**Short problem:** List every line of the rows below that contains the string "metal", copying each one in full. Case counts.

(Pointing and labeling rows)
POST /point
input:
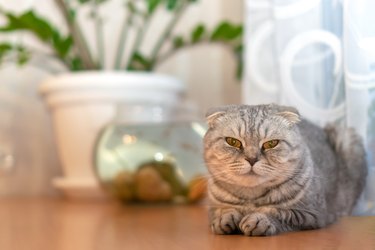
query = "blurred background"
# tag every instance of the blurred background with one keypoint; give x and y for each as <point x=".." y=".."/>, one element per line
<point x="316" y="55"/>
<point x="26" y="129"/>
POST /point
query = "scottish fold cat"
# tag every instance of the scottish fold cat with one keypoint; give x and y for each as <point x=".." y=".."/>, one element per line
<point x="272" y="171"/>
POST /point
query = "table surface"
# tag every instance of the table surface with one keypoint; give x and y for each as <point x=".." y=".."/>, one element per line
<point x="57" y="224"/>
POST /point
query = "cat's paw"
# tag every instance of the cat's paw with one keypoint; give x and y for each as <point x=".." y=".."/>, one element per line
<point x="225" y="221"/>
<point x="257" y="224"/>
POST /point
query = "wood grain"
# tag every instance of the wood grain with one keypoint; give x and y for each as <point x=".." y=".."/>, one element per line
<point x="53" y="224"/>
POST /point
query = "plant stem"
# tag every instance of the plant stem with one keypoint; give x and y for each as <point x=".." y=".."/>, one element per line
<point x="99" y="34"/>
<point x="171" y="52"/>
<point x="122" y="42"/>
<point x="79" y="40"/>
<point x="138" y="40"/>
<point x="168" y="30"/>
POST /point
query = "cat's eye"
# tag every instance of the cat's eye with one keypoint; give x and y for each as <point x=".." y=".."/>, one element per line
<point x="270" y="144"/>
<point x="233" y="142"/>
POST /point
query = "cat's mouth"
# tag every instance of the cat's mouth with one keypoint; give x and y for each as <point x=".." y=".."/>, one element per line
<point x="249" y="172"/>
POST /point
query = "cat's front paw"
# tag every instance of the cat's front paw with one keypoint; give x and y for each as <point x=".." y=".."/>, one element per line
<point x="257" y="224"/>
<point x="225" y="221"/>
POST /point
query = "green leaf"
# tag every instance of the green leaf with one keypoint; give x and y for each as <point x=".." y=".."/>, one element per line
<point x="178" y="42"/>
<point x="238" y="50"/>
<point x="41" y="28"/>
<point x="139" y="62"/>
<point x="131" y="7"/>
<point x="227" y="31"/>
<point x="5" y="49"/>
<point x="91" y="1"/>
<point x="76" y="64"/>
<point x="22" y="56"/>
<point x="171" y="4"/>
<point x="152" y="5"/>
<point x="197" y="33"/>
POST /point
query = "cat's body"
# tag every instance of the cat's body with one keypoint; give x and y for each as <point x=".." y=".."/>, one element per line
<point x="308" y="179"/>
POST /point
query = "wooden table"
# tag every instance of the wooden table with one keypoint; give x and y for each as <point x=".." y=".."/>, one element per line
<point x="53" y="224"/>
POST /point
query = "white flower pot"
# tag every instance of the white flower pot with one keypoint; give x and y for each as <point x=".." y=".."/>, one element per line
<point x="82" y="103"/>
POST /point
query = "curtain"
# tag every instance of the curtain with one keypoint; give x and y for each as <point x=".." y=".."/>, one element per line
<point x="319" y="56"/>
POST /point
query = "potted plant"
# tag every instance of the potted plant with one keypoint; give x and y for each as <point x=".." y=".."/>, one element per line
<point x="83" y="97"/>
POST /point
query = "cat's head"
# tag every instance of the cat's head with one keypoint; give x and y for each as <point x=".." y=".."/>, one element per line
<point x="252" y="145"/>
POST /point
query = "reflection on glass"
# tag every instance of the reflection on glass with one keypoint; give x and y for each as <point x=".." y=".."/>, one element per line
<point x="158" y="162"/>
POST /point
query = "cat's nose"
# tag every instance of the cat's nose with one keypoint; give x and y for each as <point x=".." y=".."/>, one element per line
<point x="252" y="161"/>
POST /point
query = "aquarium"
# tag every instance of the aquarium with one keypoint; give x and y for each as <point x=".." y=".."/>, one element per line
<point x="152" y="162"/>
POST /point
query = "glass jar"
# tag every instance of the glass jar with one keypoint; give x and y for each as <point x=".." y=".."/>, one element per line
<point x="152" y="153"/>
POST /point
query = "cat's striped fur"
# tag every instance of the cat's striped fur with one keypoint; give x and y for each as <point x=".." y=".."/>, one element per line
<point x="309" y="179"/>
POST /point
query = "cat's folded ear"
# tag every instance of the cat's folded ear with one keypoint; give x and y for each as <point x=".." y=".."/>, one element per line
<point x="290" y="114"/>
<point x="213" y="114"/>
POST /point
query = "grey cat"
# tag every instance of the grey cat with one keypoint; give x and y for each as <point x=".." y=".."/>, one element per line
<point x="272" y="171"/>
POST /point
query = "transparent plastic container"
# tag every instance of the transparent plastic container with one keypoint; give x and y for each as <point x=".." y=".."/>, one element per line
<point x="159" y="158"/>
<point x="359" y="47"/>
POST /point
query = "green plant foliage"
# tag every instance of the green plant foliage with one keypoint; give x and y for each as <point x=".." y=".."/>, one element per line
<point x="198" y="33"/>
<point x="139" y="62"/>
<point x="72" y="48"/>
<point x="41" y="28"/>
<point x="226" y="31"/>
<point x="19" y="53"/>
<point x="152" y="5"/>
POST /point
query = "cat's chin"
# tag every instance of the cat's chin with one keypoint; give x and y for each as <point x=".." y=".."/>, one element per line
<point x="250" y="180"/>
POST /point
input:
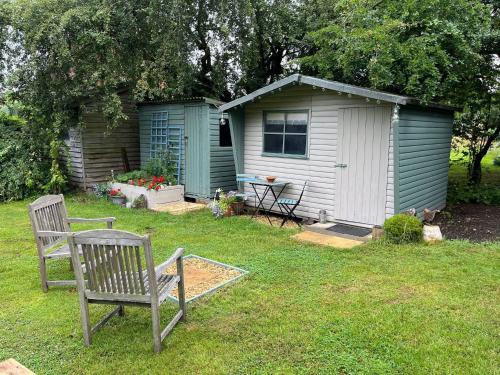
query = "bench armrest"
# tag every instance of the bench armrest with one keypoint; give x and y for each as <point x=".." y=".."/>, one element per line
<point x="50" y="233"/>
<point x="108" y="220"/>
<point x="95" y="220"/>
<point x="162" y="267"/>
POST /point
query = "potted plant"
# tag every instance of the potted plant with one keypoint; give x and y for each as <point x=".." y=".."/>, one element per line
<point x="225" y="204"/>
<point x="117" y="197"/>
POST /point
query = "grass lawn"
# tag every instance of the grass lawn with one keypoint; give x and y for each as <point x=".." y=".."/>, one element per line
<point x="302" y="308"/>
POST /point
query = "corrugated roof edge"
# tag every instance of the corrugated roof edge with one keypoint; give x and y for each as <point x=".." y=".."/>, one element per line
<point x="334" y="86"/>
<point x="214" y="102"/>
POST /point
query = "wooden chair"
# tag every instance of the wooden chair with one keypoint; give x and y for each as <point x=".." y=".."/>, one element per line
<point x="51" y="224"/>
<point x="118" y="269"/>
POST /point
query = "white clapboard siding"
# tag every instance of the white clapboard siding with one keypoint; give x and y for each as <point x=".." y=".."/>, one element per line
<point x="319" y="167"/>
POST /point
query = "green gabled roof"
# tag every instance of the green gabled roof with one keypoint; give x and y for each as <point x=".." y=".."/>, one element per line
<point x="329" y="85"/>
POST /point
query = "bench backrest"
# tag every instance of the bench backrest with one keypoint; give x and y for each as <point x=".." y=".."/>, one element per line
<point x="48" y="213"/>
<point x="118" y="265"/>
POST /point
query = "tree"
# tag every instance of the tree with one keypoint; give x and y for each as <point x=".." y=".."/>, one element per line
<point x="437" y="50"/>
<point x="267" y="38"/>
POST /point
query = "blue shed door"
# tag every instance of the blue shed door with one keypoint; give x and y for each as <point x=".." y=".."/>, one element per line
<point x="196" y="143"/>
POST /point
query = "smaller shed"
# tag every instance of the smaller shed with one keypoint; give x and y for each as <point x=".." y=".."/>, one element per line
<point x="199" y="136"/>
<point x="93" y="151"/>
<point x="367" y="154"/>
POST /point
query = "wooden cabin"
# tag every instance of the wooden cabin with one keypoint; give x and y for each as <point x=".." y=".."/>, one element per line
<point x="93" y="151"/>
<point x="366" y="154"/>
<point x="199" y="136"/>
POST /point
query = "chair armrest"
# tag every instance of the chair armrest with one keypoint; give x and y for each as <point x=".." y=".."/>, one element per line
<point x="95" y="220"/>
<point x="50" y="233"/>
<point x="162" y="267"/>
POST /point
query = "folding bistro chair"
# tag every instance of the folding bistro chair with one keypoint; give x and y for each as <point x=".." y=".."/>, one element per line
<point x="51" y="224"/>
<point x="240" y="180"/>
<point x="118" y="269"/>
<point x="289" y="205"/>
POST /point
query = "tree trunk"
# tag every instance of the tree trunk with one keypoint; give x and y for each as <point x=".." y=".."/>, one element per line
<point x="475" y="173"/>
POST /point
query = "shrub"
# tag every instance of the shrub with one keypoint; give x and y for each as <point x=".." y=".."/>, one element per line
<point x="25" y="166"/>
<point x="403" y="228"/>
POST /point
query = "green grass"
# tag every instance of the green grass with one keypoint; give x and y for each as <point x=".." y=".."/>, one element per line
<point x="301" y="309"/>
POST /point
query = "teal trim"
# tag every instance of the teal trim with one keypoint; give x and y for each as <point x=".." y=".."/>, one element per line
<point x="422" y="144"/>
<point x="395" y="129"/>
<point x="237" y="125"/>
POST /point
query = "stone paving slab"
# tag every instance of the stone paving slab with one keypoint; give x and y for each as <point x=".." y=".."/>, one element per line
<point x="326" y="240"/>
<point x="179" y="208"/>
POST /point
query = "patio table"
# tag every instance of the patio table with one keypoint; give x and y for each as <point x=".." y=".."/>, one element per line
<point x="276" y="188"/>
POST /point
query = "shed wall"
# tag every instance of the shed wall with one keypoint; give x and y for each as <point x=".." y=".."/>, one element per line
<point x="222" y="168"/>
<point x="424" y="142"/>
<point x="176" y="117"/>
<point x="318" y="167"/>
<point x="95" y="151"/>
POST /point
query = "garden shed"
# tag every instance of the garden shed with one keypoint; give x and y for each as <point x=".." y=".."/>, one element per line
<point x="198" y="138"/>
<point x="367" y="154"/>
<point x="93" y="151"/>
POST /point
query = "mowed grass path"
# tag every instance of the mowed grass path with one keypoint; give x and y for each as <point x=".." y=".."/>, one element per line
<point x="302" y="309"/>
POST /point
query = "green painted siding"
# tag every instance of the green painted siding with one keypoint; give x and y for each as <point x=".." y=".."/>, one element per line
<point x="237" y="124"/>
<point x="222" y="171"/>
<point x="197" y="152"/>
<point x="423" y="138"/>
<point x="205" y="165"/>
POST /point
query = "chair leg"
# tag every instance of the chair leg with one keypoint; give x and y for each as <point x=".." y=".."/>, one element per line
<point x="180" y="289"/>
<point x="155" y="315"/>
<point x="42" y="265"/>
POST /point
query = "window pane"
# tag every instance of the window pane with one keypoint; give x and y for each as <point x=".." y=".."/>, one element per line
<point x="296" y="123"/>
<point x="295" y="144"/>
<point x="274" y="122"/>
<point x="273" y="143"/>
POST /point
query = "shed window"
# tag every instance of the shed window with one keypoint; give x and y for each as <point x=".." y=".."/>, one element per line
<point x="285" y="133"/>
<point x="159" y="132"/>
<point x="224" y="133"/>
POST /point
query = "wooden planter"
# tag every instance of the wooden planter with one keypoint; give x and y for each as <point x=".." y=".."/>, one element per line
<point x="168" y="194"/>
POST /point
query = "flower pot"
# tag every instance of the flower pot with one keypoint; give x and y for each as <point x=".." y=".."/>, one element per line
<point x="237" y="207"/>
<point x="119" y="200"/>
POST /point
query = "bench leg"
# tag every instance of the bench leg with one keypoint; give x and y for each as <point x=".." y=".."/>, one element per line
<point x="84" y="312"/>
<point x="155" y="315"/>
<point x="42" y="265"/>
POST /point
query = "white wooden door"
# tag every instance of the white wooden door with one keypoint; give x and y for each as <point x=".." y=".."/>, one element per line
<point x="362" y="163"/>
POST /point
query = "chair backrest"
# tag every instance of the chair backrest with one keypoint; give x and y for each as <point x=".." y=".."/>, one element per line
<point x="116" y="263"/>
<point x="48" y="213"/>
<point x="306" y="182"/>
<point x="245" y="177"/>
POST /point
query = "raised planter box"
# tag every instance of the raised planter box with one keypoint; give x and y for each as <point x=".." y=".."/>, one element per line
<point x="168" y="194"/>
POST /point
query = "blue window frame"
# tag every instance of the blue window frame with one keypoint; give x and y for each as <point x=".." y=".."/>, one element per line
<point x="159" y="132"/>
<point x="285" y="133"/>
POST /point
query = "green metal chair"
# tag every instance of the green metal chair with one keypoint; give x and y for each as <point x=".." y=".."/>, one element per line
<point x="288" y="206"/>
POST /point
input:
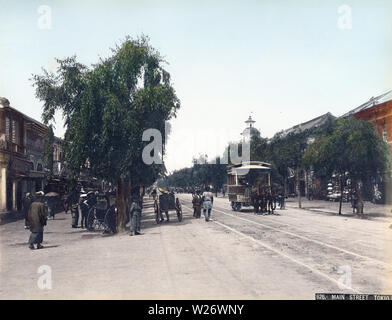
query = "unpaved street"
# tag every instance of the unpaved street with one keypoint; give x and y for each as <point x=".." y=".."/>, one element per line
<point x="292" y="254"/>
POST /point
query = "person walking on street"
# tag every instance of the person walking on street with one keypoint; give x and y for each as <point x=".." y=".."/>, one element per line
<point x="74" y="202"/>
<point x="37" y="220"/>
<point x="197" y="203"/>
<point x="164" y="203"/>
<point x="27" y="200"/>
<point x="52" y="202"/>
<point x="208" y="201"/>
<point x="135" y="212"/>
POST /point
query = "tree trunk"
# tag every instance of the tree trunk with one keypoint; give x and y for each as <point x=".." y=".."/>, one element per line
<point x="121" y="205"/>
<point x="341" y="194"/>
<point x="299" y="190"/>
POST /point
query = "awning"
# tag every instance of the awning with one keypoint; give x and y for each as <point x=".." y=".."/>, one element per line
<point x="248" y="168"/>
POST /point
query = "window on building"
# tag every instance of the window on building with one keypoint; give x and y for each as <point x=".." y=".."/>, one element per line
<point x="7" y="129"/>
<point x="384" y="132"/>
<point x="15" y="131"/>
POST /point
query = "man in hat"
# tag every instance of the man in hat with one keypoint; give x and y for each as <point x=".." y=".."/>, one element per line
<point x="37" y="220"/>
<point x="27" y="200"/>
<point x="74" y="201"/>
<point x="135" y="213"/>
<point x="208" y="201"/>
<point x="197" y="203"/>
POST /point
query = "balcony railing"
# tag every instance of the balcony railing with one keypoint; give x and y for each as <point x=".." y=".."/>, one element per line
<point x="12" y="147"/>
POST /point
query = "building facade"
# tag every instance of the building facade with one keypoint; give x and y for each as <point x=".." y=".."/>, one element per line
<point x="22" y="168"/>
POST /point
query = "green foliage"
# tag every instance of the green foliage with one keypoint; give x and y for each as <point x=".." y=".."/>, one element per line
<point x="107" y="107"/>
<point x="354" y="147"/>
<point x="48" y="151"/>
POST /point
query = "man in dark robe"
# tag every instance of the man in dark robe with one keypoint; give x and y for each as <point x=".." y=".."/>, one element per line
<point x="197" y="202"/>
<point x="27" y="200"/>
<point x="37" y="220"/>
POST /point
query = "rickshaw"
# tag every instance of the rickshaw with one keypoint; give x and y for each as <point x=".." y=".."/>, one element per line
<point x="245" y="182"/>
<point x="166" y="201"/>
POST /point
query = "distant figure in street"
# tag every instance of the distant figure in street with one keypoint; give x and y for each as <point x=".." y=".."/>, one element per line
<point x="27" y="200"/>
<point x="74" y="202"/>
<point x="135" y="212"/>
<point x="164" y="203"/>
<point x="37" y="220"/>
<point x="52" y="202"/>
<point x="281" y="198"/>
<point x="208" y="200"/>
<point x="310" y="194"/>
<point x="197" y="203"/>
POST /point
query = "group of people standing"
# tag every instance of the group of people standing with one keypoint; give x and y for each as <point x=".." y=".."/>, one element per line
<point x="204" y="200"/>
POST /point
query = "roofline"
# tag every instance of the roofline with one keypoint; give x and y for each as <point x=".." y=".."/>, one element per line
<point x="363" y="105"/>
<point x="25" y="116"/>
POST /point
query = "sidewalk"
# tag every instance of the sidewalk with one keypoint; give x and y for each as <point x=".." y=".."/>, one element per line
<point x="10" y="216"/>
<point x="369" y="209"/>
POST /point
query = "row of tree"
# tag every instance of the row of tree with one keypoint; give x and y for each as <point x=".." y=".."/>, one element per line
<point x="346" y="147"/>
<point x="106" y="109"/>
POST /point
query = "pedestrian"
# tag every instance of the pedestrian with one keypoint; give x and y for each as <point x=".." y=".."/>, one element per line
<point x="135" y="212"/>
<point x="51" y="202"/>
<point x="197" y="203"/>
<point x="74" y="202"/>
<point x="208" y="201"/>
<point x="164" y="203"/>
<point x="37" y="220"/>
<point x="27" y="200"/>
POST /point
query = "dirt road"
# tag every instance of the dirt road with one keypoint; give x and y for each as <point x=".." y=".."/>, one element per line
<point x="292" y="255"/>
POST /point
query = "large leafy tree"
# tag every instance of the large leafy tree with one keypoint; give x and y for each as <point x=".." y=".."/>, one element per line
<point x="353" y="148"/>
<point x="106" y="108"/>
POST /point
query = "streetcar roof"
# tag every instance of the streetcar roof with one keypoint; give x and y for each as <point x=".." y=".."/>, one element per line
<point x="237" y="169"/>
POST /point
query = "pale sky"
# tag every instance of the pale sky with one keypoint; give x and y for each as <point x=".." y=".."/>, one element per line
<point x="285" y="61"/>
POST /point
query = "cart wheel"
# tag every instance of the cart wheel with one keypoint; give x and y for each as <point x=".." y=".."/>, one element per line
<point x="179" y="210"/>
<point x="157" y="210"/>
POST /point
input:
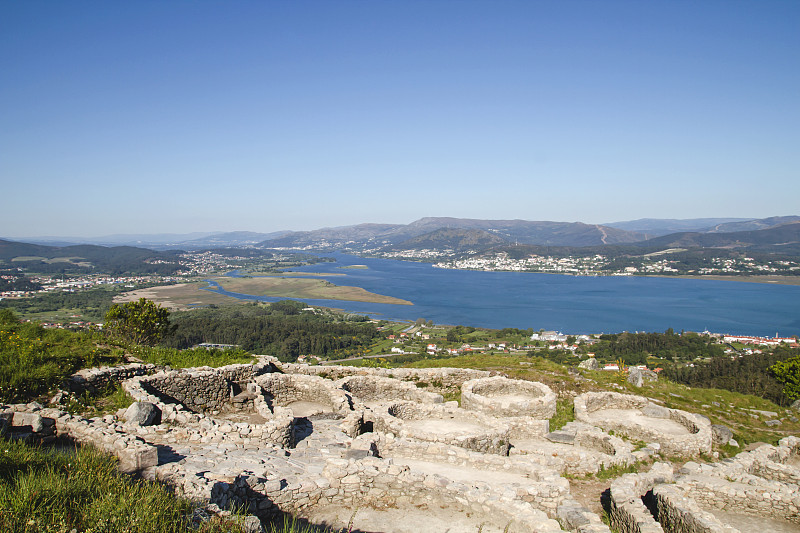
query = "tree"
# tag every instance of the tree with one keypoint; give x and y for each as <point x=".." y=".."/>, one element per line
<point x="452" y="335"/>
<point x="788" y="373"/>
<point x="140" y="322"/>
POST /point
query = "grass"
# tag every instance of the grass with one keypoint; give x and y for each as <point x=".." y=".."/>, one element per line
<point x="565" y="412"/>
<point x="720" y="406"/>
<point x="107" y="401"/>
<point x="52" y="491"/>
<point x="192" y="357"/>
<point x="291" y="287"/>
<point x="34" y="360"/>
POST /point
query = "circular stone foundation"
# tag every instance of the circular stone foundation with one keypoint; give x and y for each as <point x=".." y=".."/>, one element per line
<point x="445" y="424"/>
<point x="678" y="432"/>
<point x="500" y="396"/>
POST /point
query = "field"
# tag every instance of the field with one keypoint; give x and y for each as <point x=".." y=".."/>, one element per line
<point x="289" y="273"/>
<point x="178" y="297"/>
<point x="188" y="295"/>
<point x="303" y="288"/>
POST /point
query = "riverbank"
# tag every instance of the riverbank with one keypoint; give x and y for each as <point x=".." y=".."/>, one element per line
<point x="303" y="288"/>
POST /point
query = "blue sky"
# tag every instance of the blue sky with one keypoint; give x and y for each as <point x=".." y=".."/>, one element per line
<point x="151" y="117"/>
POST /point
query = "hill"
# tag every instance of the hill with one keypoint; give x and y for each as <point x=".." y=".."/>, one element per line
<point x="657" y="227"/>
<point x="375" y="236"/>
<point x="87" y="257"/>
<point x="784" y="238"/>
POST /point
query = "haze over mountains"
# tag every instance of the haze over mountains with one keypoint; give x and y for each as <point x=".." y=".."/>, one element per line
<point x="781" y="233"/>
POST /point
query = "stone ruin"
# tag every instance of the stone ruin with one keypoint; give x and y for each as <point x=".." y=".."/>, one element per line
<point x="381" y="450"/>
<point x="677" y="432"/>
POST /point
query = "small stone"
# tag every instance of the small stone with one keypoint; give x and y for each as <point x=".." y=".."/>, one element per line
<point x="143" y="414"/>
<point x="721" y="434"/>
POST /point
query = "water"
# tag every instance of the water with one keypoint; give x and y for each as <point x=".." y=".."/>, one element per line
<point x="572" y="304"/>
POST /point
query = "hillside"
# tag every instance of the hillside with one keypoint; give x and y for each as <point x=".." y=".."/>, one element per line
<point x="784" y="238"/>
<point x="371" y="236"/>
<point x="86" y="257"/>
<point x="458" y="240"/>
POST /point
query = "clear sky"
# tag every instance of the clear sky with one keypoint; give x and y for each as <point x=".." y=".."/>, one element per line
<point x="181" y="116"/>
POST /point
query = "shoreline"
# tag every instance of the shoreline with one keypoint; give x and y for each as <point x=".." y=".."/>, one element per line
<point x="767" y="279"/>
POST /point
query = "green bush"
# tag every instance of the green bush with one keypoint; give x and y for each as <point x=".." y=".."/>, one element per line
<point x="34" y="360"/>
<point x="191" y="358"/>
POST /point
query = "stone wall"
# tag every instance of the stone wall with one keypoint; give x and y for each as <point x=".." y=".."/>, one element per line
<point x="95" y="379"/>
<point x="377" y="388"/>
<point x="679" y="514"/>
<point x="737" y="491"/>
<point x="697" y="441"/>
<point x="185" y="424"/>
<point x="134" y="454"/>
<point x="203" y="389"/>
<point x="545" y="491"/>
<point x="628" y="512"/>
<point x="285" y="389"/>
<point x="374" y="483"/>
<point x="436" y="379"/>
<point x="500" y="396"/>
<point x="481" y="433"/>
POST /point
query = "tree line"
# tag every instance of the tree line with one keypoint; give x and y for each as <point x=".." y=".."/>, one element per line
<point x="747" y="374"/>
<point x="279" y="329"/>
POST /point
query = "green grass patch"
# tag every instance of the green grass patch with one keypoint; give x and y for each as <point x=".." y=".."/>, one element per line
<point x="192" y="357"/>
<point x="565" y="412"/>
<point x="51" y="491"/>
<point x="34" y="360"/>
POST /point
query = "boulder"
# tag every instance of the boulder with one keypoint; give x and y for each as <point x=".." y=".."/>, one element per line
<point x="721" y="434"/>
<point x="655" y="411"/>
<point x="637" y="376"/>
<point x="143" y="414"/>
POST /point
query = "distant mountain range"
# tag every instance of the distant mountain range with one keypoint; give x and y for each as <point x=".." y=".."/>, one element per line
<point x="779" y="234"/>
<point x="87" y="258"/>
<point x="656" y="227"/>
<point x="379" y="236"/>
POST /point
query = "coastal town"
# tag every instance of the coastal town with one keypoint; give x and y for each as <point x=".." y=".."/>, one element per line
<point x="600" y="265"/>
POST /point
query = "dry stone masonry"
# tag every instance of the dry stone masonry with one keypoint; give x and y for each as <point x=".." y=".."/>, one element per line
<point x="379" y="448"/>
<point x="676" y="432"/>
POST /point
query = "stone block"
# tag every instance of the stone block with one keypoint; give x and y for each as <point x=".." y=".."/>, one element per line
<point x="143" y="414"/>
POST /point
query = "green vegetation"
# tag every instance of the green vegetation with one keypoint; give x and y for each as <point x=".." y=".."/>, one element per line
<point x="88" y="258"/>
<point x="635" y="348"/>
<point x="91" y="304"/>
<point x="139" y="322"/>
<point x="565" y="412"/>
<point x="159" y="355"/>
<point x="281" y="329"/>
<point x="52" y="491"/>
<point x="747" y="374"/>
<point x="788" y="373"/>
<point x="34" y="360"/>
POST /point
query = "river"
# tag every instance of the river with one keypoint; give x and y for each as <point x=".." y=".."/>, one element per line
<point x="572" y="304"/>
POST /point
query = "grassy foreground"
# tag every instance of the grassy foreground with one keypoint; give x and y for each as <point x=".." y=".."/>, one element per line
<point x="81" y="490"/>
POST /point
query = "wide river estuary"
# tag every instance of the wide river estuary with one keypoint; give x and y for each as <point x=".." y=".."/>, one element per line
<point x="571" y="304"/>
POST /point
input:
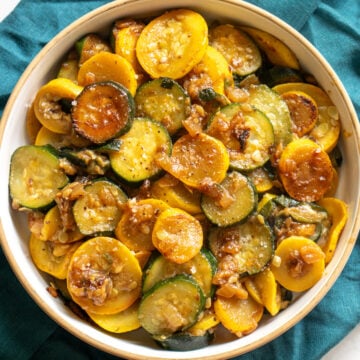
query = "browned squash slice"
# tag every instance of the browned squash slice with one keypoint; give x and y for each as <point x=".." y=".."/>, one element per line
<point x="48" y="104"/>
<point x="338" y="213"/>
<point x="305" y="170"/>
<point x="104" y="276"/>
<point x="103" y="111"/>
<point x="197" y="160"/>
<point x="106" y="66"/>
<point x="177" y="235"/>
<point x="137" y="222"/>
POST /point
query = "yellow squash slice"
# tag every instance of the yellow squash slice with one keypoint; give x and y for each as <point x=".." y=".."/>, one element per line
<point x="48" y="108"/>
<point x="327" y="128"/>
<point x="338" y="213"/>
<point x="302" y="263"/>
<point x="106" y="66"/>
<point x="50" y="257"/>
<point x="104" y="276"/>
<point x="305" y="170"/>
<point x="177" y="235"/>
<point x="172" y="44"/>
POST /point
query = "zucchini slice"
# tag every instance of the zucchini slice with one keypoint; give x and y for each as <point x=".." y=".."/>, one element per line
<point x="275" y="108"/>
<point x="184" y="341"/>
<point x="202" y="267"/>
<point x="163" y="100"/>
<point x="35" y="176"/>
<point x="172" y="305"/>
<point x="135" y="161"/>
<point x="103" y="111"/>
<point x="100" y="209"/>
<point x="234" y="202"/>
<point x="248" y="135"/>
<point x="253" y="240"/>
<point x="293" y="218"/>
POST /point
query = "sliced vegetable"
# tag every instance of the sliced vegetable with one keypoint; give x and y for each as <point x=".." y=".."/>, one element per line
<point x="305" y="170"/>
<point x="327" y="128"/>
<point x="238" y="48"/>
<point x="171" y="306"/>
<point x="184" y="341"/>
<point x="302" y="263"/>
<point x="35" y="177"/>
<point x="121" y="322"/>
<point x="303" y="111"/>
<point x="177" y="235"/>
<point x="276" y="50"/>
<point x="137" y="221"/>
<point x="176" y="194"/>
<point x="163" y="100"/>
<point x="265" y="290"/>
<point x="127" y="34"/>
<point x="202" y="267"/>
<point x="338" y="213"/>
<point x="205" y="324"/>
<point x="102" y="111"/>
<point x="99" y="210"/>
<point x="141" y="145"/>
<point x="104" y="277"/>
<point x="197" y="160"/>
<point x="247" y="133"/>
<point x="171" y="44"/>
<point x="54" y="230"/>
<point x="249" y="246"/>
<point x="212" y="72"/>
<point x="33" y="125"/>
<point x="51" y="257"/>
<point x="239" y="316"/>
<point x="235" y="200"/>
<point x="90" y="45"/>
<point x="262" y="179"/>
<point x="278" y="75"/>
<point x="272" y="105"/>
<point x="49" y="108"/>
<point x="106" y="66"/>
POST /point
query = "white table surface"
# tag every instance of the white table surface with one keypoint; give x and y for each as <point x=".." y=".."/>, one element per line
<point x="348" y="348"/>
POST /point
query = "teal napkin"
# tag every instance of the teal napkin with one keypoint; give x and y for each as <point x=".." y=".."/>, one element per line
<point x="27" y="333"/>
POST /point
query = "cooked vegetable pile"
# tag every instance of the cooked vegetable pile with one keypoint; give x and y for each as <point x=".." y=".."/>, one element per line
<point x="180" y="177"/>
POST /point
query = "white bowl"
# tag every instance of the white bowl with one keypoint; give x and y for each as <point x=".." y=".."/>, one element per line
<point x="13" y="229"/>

**Answer to the exercise:**
query = "green metal chair"
# tag every instance of the green metal chair with one keypoint; give x and y for each as <point x=".." y=".."/>, one element per line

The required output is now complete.